**Required work**.
Rewrite the lines from the start of the records through the one containing "[(58, 386), (949, 322)]", lowering every coordinate in the answers by 104 and leaving the rest of each line unchanged. Omit the pictures.

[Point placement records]
.....

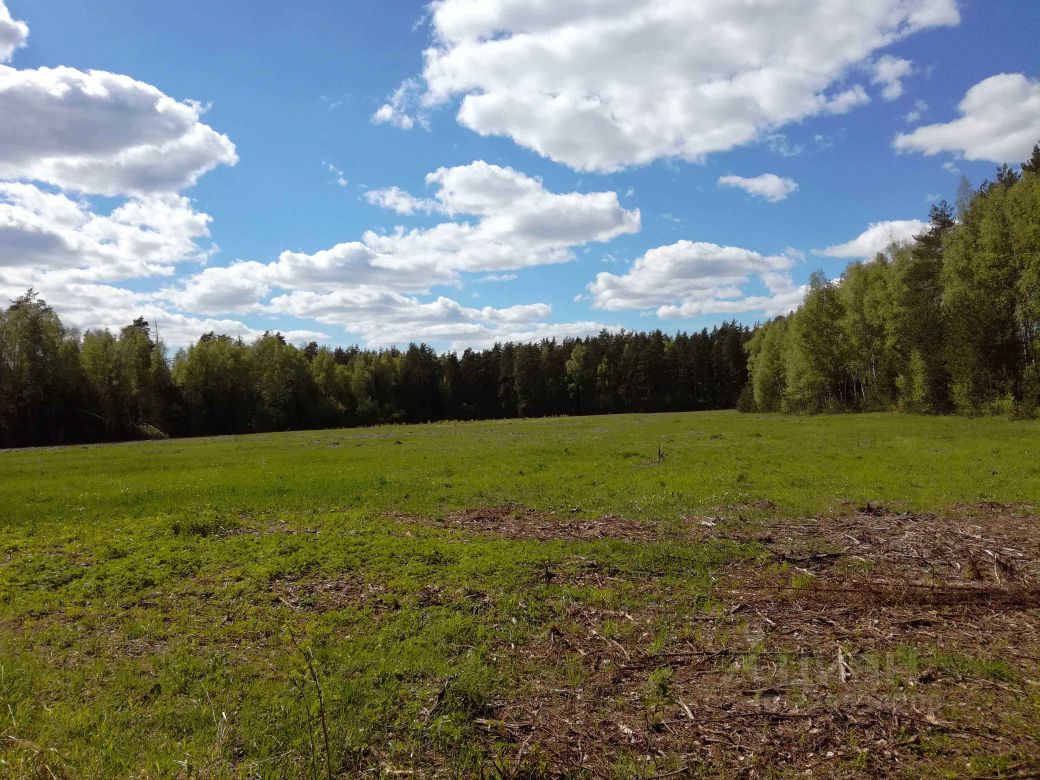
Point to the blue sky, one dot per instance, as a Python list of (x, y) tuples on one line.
[(579, 182)]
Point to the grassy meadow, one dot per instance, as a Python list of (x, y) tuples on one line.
[(335, 604)]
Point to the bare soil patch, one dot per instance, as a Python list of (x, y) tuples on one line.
[(874, 644), (519, 523)]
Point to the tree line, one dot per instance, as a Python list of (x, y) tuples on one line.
[(58, 386), (949, 322)]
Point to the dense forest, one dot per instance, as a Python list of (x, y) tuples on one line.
[(947, 322), (57, 386)]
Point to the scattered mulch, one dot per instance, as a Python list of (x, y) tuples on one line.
[(326, 596), (874, 644), (521, 523)]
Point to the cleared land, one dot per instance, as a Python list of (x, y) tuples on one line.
[(638, 596)]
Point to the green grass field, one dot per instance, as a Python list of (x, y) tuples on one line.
[(322, 604)]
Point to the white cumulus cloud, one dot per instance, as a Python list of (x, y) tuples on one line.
[(13, 33), (690, 279), (888, 74), (104, 133), (498, 219), (770, 186), (999, 122), (46, 233), (877, 238), (604, 85)]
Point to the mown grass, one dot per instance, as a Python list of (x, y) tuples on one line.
[(213, 607)]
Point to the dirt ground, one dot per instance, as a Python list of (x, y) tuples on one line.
[(869, 644)]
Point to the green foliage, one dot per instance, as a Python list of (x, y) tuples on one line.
[(162, 604), (56, 388), (950, 321)]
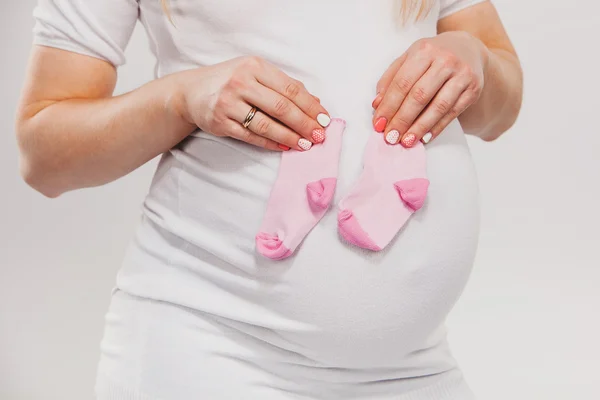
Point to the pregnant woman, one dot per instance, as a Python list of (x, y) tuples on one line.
[(198, 312)]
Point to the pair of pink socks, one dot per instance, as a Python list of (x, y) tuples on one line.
[(392, 186)]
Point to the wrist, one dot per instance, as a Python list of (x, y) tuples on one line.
[(175, 99)]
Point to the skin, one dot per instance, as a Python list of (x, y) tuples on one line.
[(469, 71), (73, 133)]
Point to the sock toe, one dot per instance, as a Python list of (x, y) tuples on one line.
[(271, 246), (320, 193), (353, 233), (413, 192)]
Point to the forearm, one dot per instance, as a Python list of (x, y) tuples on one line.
[(72, 144), (500, 101)]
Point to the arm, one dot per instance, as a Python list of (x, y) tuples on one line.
[(468, 71), (499, 103), (72, 133)]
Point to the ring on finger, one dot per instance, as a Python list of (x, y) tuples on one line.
[(249, 117), (426, 138)]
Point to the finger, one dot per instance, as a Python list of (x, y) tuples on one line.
[(265, 126), (408, 74), (235, 130), (463, 102), (388, 75), (438, 107), (386, 79), (294, 90), (417, 100), (285, 111)]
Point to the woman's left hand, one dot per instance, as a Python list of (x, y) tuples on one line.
[(432, 83)]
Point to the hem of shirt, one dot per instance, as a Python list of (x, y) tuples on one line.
[(458, 6), (67, 46), (454, 388)]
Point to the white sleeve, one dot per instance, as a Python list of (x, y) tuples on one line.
[(448, 7), (97, 28)]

.....

**Result**.
Point to the blue sky, one dot per instance, as a Python list of (x, y) tuples on one line.
[(475, 78)]
Point to the grassy meadow, one dot per instance, as a Python list of (x, y) tuples on one line.
[(231, 500)]
Point to the bare soil patch, one dot per instance, as a Python list of (x, y) tuples on one line.
[(770, 540), (415, 419)]
Point to the tree line, one dot per instance, as a Python list of (x, y) tuples on one line.
[(-46, 282), (845, 218)]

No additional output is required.